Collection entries
-----

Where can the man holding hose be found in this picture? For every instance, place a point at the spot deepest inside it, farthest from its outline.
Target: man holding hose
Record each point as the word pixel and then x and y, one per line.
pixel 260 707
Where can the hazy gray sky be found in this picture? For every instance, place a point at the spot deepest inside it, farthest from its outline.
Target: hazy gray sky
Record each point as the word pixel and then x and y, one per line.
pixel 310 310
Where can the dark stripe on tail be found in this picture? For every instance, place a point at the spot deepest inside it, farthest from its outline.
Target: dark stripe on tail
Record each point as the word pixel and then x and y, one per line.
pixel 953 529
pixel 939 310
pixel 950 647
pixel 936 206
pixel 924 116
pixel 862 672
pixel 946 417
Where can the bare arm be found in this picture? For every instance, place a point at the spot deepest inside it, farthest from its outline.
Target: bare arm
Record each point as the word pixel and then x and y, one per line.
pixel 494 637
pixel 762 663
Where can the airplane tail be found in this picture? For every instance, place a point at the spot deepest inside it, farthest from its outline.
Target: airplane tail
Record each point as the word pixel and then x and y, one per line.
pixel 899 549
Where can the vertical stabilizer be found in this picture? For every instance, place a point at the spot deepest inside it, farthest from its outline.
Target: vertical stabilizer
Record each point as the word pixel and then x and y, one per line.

-----

**Instructions for the task**:
Go through the records and show every line with the string "tail" in it.

**Answer space**:
Where can the dark stripe on tail be found in this picture? For every instance, place a point at the spot deepest inside it, farthest from its outline.
Target: dark stripe on tail
Where can the airplane tail be found in this picture? For every instance, place a point at the spot deepest inside it, farthest from its outline.
Target: airplane tail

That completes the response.